(Recent) Books


By Jonathan B. Wight

As Charlottesville imploded yesterday, thousands of people of all races gathered 70 miles away to celebrate ideas that unite us—the sounds of blues, jazz, and everything in-between at the Richmond Jazz Festival.  The races of humanity mingled, laughed, shared food and fans, danced, and enjoyed each other’s company.


Like the white supremacists who came from all over the country to C-ville, people came from New York, Baltimore, Chicago, and elsewhere to hear music in the bucolic Maymont park, a tranquil setting where people sweltered not from the rhetoric and pepper spray but from the sun peeking out from rain clouds.

Like the March on Washington last January, the Jazz Festival exuded an aura of love and acceptance—you would have felt it, too.  Such moments, when they happen, must release oxytocin, the bonding hormone, that makes everyone in your sight a family member, one of the tribe, regardless of exterior manifestations of race, gender, or nationality.

CHALLENGE 1: Write out the listing again with "blue" changed to "green" and everything else left as it is.
The listing has no connection to the jazz festival essay.

INPUT:
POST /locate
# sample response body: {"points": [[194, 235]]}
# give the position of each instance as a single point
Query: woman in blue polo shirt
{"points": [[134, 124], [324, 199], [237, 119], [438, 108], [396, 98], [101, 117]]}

CHALLENGE 2: Retype the part of the jazz festival essay starting with "(Recent) Books" and going on through "from rain clouds.".

CORRECT RESULT 1:
POST /locate
# sample response body: {"points": [[194, 235]]}
# give the position of each instance as a single point
Query: woman in green polo shirt
{"points": [[134, 124], [324, 199], [237, 119], [438, 108], [396, 98], [101, 117]]}

CORRECT RESULT 2:
(Recent) Books


By Jonathan B. Wight

As Charlottesville imploded yesterday, thousands of people of all races gathered 70 miles away to celebrate ideas that unite us—the sounds of blues, jazz, and everything in-between at the Richmond Jazz Festival.  The races of humanity mingled, laughed, shared food and fans, danced, and enjoyed each other’s company.


Like the white supremacists who came from all over the country to C-ville, people came from New York, Baltimore, Chicago, and elsewhere to hear music in the bucolic Maymont park, a tranquil setting where people sweltered not from the rhetoric and pepper spray but from the sun peeking out from rain clouds.